* _問題_
1) 登壇資料のデザインについての文章で、筆者がつい先日登壇したイベントの名前は何ですか。
2) 登壇資料のデザインについての文章を、最後の文の後から続けて書いてください。

* _文書抜粋_

◇ ◇ ◇ ◇ ◇

こんにちは、noteのChief Design Officerの宇野です。

今回は僕の過去の登壇経験をもとに、登壇資料のデザインについて、今回はに「会場に合わせた最適化」という視点からお話ししていきたいと思います。

僕は割と人前で話す機会が多く、比較的登壇慣れをしている方だと思います。つい先日もSpectrum Tokyo Festival 2024というイベントで登壇をしていました。

このようなイベントでの登壇は、見た目のデザインはもちろん大切なんですが、それ以上に「どんな環境で、誰に、どんな目的で」見せるかを考えることが、実は登壇を成功に導く重要なポイントです。

今回は見た目だけではないスライドデザインと、ちょっとしたテクニックをご紹介していきます。

◇ ◇ ◇ ◇ ◇

* _データセット内容_
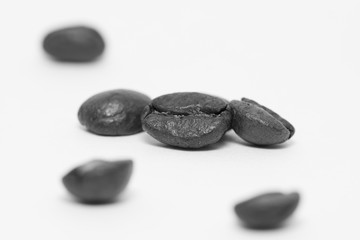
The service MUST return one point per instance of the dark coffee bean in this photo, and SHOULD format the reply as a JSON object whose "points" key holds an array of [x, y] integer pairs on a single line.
{"points": [[274, 114], [259, 125], [268, 210], [98, 181], [114, 113], [187, 119], [75, 44]]}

◇ ◇ ◇ ◇ ◇

* _各問の解答_
1) Spectrum Tokyo Festival 2024です。

2)
※ この記事はnoteのみんな Advent Calendar 2024の22日目の記事です。

🏢会場の大きさ別のアプローチ

大規模(500人超)の会場での工夫

大規模な会場での登壇って、緊張しますよね。500人規模の場所で話すことは多くはないと思いますが、少し独特の空間になります。

僕が体験した一番大きな会場は、国際フォーラムで行われた1200人の会場でした。

この写真からもわかるように、大規模会場ではこのような特徴があることが多いです。

  • 段の上に上がっている

  • スクリーンが自分の目線よりも上にあることもある

  • 自分の姿は後ろの人からは見えにくく、スクリーンを通した姿になる

100人規模の会場での工夫

80-100人規模のものは意外と多くあります。広めのイベントスペースを持っている会社であれば、自社開催のものでもこれくらいの規模感になることが多いです。(note社のイベント会場も着席80人くらいです)

ここで重要なのは、後ろの席からでもしっかり見える資料作りです。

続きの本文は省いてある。